* Actions to take:
- A) Return the stretch of the duckdb interpolation thread from "Let's consider the" through "NUMERIC, y NUMERIC)".
- B) For each statement below, say yes or no according to the duckdb interpolation thread, and quote the words from it that decide. (i) The error duckdb reports concerns binding a column reference. (ii) The reply's fiddle was run in duckdb. (iii) The original poster proposes a correlated subquery to do the interpolation.

* Text shown:

[start]

Reputation: 535
I am trying to fill null values in a numeric table using duckdb.
Let's consider the simple table df
:
x | y |
---|---|
0 | 2.0 |
1 | NULL |
3 | NULL |
5 | 7.0 |
6 | 4.0 |
8 | 5.0 |
9 | NULL |
that you can create with
CREATE TABLE df (x NUMERIC, y NUMERIC)
INSERT INTO df VALUES (0, 2), (1, NULL), (3, NULL), (5, 7), (6, 4), (8, 5), (9, NULL)
then i would like to create a SELECT statement to retrieve:
x | y |
---|---|
0 | 2.0 |
1 | 3.0 |
3 | 5.0 |
5 | 7.0 |
6 | 4.0 |
8 | 5.0 |
9 | NULL |
I think that a correlated subquery which finds the following and previous non-null values and then computes the interpolation should work:
SELECT
x,
COALESCE(
y,
(
SELECT
prev.y + ( (next.y - prev.y) * (parent.x - prev.x) / (next.x - prev.x) )
FROM
( SELECT x, y FROM df WHERE x <= parent.x and y is not null ORDER BY x DESC LIMIT 1 ) AS prev
CROSS JOIN
( SELECT x, y FROM df WHERE x >= parent.x and y is not null ORDER BY x ASC LIMIT 1 ) AS next
)
) AS y
FROM
df parent
But duckdb is complaining with
INTERNAL Error: Failed to bind column reference "limit_rownum" [30.0] (bindings: [8.0 8.1 8.2 28.0])
EDIT: Adjusted the example to ensure that x
and y
columns are both taken into account for interpolating the gaps.
Upvotes: 1
Views: 947
Reputation: 35583
I believe you can bypass the error message by adopting row_number() as proposed in this duckdb bug reference. nb: The fiddle below uses postgres as I'm unable to test in duckdb:
CREATE TABLE df (x NUMERIC(3,1), y NUMERIC(3,1));
INSERT INTO df VALUES (0, 2), (1, NULL), (3, NULL), (5, 7), (6, 4), (8, 5), (9, NULL)

[end]

* Data entries:
[start]

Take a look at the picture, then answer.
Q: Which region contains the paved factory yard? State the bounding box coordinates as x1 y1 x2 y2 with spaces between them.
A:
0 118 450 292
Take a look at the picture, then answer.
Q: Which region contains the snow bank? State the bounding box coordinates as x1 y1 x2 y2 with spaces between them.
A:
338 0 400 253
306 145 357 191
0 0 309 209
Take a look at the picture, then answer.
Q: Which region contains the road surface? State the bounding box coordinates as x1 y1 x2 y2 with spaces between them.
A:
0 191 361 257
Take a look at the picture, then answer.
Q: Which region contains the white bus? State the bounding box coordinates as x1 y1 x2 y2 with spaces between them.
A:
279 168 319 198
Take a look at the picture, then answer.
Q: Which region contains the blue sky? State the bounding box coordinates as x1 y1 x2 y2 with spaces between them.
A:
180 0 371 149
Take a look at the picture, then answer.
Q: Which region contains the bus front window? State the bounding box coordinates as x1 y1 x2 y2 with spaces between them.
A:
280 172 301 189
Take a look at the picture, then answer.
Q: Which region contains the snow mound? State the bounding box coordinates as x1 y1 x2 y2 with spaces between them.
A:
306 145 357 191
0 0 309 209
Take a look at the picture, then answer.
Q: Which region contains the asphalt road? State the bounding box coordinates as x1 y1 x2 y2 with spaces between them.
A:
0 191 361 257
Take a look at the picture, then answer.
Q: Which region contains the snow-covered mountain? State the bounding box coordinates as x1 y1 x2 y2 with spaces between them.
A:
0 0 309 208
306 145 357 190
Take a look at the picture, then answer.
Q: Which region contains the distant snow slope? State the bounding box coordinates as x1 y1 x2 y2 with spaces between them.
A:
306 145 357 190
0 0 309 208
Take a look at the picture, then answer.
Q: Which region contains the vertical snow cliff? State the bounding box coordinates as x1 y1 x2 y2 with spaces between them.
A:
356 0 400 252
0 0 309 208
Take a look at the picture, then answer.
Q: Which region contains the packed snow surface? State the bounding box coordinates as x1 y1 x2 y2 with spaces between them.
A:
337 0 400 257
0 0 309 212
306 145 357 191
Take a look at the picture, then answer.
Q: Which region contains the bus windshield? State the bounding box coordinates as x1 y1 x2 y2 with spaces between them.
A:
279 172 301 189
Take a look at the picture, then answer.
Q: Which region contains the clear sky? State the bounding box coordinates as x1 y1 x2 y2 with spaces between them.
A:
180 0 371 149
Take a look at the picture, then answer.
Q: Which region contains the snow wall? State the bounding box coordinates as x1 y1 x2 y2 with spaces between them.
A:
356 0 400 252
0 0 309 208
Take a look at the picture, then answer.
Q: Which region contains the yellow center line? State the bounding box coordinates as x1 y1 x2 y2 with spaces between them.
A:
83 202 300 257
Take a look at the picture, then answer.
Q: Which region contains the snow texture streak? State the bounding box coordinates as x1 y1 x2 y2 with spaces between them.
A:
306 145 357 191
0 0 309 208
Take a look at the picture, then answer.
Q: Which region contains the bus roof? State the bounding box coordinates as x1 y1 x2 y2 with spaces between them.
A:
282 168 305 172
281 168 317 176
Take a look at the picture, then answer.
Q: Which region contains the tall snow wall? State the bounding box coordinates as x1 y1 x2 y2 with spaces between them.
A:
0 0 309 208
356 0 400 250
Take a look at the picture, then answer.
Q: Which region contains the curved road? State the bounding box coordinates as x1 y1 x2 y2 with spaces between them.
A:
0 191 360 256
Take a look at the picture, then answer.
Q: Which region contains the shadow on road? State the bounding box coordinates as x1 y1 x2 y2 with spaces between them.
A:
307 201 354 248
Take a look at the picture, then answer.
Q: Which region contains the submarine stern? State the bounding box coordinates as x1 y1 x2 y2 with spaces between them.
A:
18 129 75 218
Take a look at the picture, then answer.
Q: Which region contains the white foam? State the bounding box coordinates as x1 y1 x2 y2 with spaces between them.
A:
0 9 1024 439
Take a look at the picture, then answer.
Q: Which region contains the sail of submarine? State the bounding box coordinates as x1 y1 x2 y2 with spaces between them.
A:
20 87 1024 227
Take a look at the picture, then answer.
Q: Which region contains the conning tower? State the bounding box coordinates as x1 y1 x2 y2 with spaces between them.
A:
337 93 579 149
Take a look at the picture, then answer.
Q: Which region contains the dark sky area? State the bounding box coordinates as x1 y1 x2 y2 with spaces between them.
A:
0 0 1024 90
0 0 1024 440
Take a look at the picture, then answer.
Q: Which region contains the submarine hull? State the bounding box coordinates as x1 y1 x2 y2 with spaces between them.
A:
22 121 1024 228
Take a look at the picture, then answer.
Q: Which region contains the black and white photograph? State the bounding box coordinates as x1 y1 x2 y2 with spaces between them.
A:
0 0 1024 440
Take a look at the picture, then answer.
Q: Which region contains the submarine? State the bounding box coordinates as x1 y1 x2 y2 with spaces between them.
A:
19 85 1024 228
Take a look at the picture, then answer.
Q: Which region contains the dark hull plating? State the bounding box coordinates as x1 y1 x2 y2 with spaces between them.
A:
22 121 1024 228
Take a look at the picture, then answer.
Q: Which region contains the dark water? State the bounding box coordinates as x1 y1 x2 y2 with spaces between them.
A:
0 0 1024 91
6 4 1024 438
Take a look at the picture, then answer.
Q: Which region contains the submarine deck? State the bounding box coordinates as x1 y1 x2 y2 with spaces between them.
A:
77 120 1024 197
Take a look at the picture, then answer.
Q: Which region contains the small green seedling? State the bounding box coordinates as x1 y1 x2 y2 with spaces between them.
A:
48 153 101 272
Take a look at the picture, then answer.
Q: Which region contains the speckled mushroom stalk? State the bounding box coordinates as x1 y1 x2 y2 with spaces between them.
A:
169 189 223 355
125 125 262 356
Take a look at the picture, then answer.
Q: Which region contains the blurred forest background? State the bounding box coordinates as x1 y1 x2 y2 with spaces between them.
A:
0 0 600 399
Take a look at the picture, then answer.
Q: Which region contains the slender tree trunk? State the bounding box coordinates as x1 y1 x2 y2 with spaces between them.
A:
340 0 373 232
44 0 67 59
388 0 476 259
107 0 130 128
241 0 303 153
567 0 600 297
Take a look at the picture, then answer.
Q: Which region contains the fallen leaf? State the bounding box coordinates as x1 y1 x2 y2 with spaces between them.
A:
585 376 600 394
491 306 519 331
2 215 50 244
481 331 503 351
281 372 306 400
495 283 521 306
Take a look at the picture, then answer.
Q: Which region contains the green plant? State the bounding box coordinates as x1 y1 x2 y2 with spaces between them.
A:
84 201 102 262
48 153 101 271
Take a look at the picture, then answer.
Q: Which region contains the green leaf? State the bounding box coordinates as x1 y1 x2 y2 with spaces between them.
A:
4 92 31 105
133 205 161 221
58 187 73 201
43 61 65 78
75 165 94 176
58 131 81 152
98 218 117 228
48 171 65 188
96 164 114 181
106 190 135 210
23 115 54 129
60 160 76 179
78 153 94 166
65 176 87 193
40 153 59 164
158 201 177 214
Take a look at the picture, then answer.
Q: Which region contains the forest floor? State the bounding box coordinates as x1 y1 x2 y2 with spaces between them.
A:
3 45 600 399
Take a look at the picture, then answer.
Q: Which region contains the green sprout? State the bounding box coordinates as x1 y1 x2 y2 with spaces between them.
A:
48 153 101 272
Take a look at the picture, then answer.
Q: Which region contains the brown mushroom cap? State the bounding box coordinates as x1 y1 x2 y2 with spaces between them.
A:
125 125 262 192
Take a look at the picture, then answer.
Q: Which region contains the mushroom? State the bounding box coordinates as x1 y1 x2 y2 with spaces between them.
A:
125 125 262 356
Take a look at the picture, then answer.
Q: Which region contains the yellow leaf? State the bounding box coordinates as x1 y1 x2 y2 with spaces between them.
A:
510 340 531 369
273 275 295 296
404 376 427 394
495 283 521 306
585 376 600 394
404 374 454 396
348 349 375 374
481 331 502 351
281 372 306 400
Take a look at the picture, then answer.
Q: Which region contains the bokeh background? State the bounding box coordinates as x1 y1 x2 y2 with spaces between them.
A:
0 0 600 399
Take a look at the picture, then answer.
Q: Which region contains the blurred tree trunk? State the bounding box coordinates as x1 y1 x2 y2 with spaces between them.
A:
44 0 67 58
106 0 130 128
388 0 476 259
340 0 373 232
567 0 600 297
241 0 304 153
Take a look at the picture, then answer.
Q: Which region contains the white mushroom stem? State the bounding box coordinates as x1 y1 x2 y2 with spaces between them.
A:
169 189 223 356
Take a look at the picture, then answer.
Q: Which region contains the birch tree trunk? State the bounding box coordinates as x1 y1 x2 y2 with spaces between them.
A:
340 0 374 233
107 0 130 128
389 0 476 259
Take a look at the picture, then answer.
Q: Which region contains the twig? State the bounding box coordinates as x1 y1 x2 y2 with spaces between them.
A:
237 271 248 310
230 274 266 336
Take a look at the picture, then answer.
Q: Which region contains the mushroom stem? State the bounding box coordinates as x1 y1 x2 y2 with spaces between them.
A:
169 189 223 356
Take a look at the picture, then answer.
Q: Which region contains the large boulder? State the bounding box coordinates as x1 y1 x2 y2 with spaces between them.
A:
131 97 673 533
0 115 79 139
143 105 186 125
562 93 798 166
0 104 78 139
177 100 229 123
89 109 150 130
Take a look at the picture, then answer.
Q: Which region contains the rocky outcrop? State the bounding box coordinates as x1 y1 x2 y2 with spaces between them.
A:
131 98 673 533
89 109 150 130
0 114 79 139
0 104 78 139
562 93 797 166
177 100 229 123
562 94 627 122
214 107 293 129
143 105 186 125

[end]

* Task results:
- A)
Let's consider the simple table df
:
x | y |
---|---|
0 | 2.0 |
1 | NULL |
3 | NULL |
5 | 7.0 |
6 | 4.0 |
8 | 5.0 |
9 | NULL |
that you can create with
CREATE TABLE df (x NUMERIC, y NUMERIC)

- B)
(i) Yes: "INTERNAL Error: Failed to bind column reference "limit_rownum""
(ii) No: "The fiddle below uses postgres as I'm unable to test in duckdb"
(iii) Yes: "I think that a correlated subquery which finds the following and previous non-null values and then computes the interpolation should work"